» **ТЕКСТ ДЛЯ ЧТЕНИЯ**:
------
И этот поиск оказывается более объемной, емкой, выпуклой идеей, способной поднять людей, объединив их в опасную толпу, стаю. Заметьте, что при совет-ской власти мы только и жили с этой идеей: у нас есть враг народа. Внутри страны, на ее границах, за ее пределами. С этим мы живем до сих пор. Сегодня патриотизм (я знаю, сейчас многие возмутятся) — это жуткая архаика в общенациональном масштабе. Команда ЦСКА победила в борьбе за кубок УЕФА, но обратите внимание, что там победил интернациональный клуб, а не национальный. То же самое во всех странах. Посмотрите титры многих фильмов, в основном зарубежных, — это тоже интернациональные клубы. Там Россия, Германия, Австрия, Мексика, Италия подписаны под одной картиной. Этническим патриотам не стоит ходить на стадионы и смотреть кино.

В заключение вспомню такого известного писателя, как Свифт. Его замечательное повествование о путешествиях Гулливера являлось глубоко антипатриотическим по отношению к великой Британской империи. В связи с этим я хотел бы процитировать небольшой фрагмент из заключения, в котором автор обращается к своим согражданам. Как вы помните, для него самой благодетельной страной оказалась страна Гуингмия. Так вот, он пишет, что «гуингмы так же мало гордятся своими хорошими качествами, как я горжусь тем, что у меня есть две руки и две ноги, и ни один человек не будет кичиться этим, хотя и будет несчастным, если лишится того и другого. Меня не раздражает куча уродств духовных и физических. Но когда мне дают в придачу еще и гордость, то терпение мое немедленно исчезает». Так вот, когда сегодня говорят о патриотизме, у меня возникает сильное подозрение, что этой большой-большой заплатой хотят залатать что-то очень постыдное.
------
» **СОБРАННЫЙ МАТЕРИАЛ**:
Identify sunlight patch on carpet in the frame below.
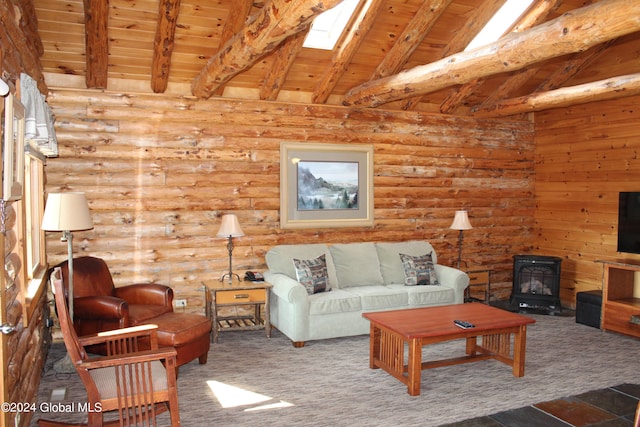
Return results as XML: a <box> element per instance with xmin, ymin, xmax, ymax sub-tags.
<box><xmin>207</xmin><ymin>381</ymin><xmax>293</xmax><ymax>411</ymax></box>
------
» **ЧТО НУЖНО СДЕЛАТЬ**:
A - Повторите без изменений фрагмент текста о патриотизме, начиная со слов «И этот поиск» и заканчивая словами «и смотреть кино.».
B - Переведите на английский язык следующее предложение из текста о патриотизме: «Команда ЦСКА победила в борьбе за кубок УЕФА, но обратите внимание, что там победил интернациональный клуб, а не национальный».
C - Изложите в виде краткого списка абзац текста о патриотизме, начинающийся словами «В заключение вспомню такого известного писателя, как Свифт», сохранив его основные факты.

» **ОЖИДАЕМЫЕ ОТВЕТЫ**:
A -
И этот поиск оказывается более объемной, емкой, выпуклой идеей, способной поднять людей, объединив их в опасную толпу, стаю. Заметьте, что при совет-ской власти мы только и жили с этой идеей: у нас есть враг народа. Внутри страны, на ее границах, за ее пределами. С этим мы живем до сих пор. Сегодня патриотизм (я знаю, сейчас многие возмутятся) — это жуткая архаика в общенациональном масштабе. Команда ЦСКА победила в борьбе за кубок УЕФА, но обратите внимание, что там победил интернациональный клуб, а не национальный. То же самое во всех странах. Посмотрите титры многих фильмов, в основном зарубежных, — это тоже интернациональные клубы. Там Россия, Германия, Австрия, Мексика, Италия подписаны под одной картиной. Этническим патриотам не стоит ходить на стадионы и смотреть кино.

B - The CSKA team won the battle for the UEFA Cup, but note that it was an international club that won there, not a national one.

C -
- Повествование Свифта о путешествиях Гулливера было глубоко антипатриотическим по отношению к Британской империи.
- Самой благодетельной страной для Свифта оказалась страна Гуингмия.
- В заключении книги Свифт пишет, что гуингмы так же мало гордятся своими хорошими качествами, как человек гордится тем, что у него две руки и две ноги.
- Уродства духовные и физические Свифта не раздражают, но гордость в придачу к ним лишает его терпения.
- Когда сегодня говорят о патриотизме, у автора возникает подозрение, что этой заплатой хотят залатать что-то очень постыдное.